Consigne 1 » Selon le texte sur les Étrusques, vers quelle date l'écriture apparaît-elle ?
Consigne 2 » Relevez toutes les îles nommées dans le texte sur les Étrusques.
Consigne 3 » Poursuivez, s'il vous plaît, le texte sur les Étrusques après sa dernière phrase.

Texte à lire »
#####

En réalité, la culture des Villanoviens, proto-Etrusques, s'est épanouie en Italie au contact des colons grecs attirés par le fer de l'île d'Elbe. La civilisation se développe aux VIIème-VIème siècle, sans aucun mystère. Il n'y a pas d'unité politique du monde étrusque. Les Villanoviens, avec leurs urnes cabanes, ont donné naissance à ce monde. A la fin du VIIIème siècle, ce monde est dominé par des princes et l'on commence à distinguer des contacts avec l'Orient. On passe de l'incinération à l'inhumation (tumulus de Caere). Un système de clientèle se met en place ; les tombes se distinguent par l'orfèvrerie et les bijoux. L'écriture apparaît vers 700 av. J.-C. et on sait de mieux en mieux la lire, même si elle demeure parfois obscure.

L'Etrurie des 12 cités est à son apogée en Italie au VIème siècle avant notre ère. Elle influence fortement la naissance de Rome. Les lucumons semblent avoir dirigé les villes dans un système monarchique, avant de laisser la place à des magistrats (zilath). L'Etrurie a aussi ses tyrans tandis que les nécropoles révèlent l'émergence d'une classe moyenne. Production et commerce se développe ; les Etrusques de Caere, alliés aux Carthaginois, défont les Phéniciens lors de la bataille d'Allalia, au large de la Corse (540-535). Les ports sont particulièrement actifs. Les tombes se recouvrent de motifs plutôt gais, les Gaulois découvrent le vin grâce aux Etrusques. Plusieurs Etrusques sont d'ailleurs rois de Rome avant la République ; l'épisode montre aussi l'importance des femmes dans la société étrusque (Tanaquil).

Mais le déclin est proche. En 480, les Carthaginois sont battus à Himère par la nouvelle puissance montante, Syracuse. Six ans plus, c'est au tour des Etrusques d'être défaits sur mer devant Cumes par Hiéron. La perte de Rome empêche les liaisons avec les cités de Campanie. Les Syracusains mènent des raids contre les gisements miniers de l'île d'Elbe et de la Corse, d'où l'envoi d'un petit contingent étrusque aux Athéniens lors de l'expédition de Sicile de la guerre du Péloponnèse. Seules les cités de la plaine du Pô sont encore prospères. Mais bientôt les Romains poussent vers le nord (prise de Véiès en 396) tandis que les Gaulois déboulent au sud. Véiès tombe pour le contrôle des salines de l'embouchure du Tibre et les Romains pratiquent habilement l'assimilation. Les villes tombent une à une jusqu'à la prise finale de Volsinies, en 265-264, juste avant la première guerre punique.

#####

Données fournies »
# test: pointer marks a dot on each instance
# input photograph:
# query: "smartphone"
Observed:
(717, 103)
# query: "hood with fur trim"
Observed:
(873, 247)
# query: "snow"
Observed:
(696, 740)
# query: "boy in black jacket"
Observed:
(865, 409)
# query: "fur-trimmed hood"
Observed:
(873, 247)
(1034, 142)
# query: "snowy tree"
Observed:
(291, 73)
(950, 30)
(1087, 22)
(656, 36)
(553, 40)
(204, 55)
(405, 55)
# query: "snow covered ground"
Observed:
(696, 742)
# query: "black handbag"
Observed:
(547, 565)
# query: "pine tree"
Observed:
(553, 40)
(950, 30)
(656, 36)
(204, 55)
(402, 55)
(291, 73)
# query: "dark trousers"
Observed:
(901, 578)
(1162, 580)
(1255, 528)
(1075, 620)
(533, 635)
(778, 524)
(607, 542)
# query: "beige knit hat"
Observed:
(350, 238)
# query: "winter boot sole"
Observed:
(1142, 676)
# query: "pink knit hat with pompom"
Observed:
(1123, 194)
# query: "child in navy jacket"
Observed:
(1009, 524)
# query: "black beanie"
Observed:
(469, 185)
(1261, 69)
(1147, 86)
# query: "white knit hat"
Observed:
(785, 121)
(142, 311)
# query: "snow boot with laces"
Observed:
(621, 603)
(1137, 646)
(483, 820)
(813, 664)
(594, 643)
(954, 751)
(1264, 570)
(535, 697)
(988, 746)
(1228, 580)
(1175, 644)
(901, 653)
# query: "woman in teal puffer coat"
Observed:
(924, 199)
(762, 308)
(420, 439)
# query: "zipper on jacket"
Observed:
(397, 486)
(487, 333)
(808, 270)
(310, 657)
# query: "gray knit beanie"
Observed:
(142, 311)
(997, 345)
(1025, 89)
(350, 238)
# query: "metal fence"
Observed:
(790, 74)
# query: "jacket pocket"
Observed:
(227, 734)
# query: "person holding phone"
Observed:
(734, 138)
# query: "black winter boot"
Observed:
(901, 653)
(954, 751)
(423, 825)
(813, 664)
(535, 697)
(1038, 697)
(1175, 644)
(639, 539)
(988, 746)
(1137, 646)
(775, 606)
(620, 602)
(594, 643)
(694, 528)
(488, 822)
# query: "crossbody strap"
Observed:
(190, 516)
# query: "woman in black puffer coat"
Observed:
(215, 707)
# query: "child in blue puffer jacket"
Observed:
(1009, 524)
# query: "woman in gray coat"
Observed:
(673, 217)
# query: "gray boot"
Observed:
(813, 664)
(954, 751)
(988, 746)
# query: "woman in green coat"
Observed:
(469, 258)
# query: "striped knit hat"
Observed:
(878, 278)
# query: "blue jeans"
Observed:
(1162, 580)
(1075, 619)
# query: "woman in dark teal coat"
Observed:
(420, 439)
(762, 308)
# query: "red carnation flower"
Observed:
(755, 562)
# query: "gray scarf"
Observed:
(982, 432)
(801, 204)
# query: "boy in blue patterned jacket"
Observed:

#####

Espace réponse 1 » Vers 700 av. J.-C.

Espace réponse 2 » L'île d'Elbe, la Corse, la Sicile

Espace réponse 3 »
Paysans, artisans, le cadre de vie étrusque est mal connu. Les fouilles se multiplient sur les villes et les palais aristocratiques pour en savoir plus. Les banquets sont fréquemment représentés dans les tombes. La musique et la danse sont également très présentes : les ludions sont à l'origine du théâtre romain. Les jeux étrusques empruntent aux Grecs, mais pas uniquement. Les courses de chevaux sont apparemment très prisées. Les spectacles rustiques sont aussi nombreux.

La romanisation, étroite, se fait notamment par l'implantation de colonies romaines. L'Etrurie reste assez fidèle à Rome pendant la deuxième guerre punique. C'est la partie nord et intérieure qui est la plus riche. L'Etrurie maritime est en déclin. La prospérité du IIème siècle av. J.-C. profite à la région. Pendant la guerre entre Marius et Sylla, l'Etrurie appuie massivement le premier, ce qui lui vaut des représailles et par contrecoup l'accélération de la romanisation.

Un volume d'introduction excellent, complété par la section Témoignages et Documents, avec des sources antiques, le point de vue des romantiques, des archéologues, un aperçu sur la langue et même sur les faux étrusques. La chronologie et la bibliographie complètent l'ensemble (p.152-153).